Reproduce word for word the passage of the cancer research news text running from "Dr Colin Goding, Head" down to "or cell division.".

→ Supplied text:
[Start of Attachment]
Scientists funded by Marie Curie Cancer Care and the Association for International Cancer Research have made an unexpected discovery that could point the way to a completely new approach to treating cancer.
Current treatments are based on cutting out or killing cancer cells. Now scientists based at the Marie Curie Research Institute, in Surrey, believe the work could lead to a third way of dealing with them. They have successfully put cancer cells into a permanent ‘coma’ by reactivating a natural self-defence mechanism which responds to dangerous mutations by putting the cell into a state called senescence – meaning that it cannot divide any more.
In cancers this safeguarding mechanism is bypassed, enabling cell division to run out of control. Scientists previously thought that in cancers it was damaged beyond repair.
This new work published on the 15th March 2005  shows that they can switch back on the mechanism that triggers senescence in cells for the deadly skin cancer malignant melanoma. The cells stop dividing – and never divide again.
Dr Colin Goding, Head of the Signalling and Development Group, who led the research, explained: “When certain genes called oncogenes are activated by mutation, they cause cancer to develop. Many oncogenes control cell growth or cell division.
“When these are mutated, it’s like the accelerator in a car being jammed on – the cell is continuously getting instructions to divide: “In our lifetime of 70 years or so, we get mutations in these genes all the time, but may only get cancer once. That is partly because we are protected by the senescence mechanism.
“Normal cells sense that something is wrong – that the accelerator is jammed on – and they put on this brake on cell division called senescence, which means the cell will never divide again. It’s in a coma – permanently.
“We thought that when normal cells became melanomas, it wasn’t possible to switch on senescence – these are cancer cells, so by definition, they’ve overcome this braking mechanism.
[End of Attachment]
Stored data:
[Start of Attachment]
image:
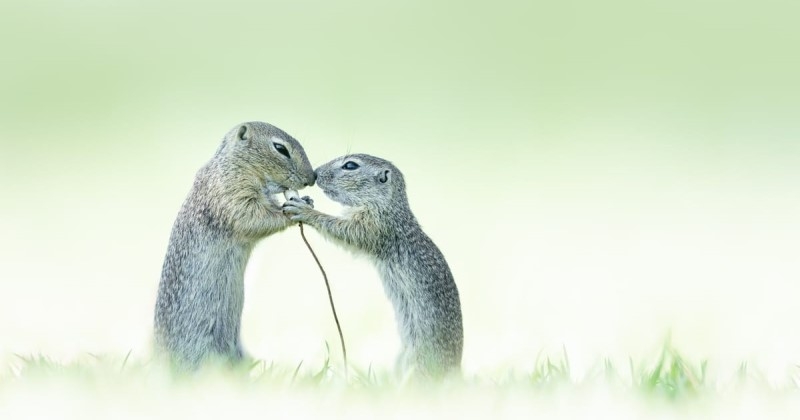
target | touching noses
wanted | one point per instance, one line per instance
(313, 179)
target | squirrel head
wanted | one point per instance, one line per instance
(266, 153)
(362, 180)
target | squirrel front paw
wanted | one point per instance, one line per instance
(298, 209)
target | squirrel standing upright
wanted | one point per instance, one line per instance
(415, 275)
(230, 207)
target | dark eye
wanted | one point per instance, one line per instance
(281, 149)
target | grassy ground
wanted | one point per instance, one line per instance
(120, 387)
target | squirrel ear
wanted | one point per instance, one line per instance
(383, 176)
(243, 132)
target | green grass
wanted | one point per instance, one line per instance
(668, 383)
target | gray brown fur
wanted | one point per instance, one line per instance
(228, 210)
(415, 275)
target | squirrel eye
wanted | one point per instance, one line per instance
(281, 149)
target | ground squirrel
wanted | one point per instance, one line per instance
(379, 223)
(230, 207)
[End of Attachment]
→ Answer below:
Dr Colin Goding, Head of the Signalling and Development Group, who led the research, explained: “When certain genes called oncogenes are activated by mutation, they cause cancer to develop. Many oncogenes control cell growth or cell division.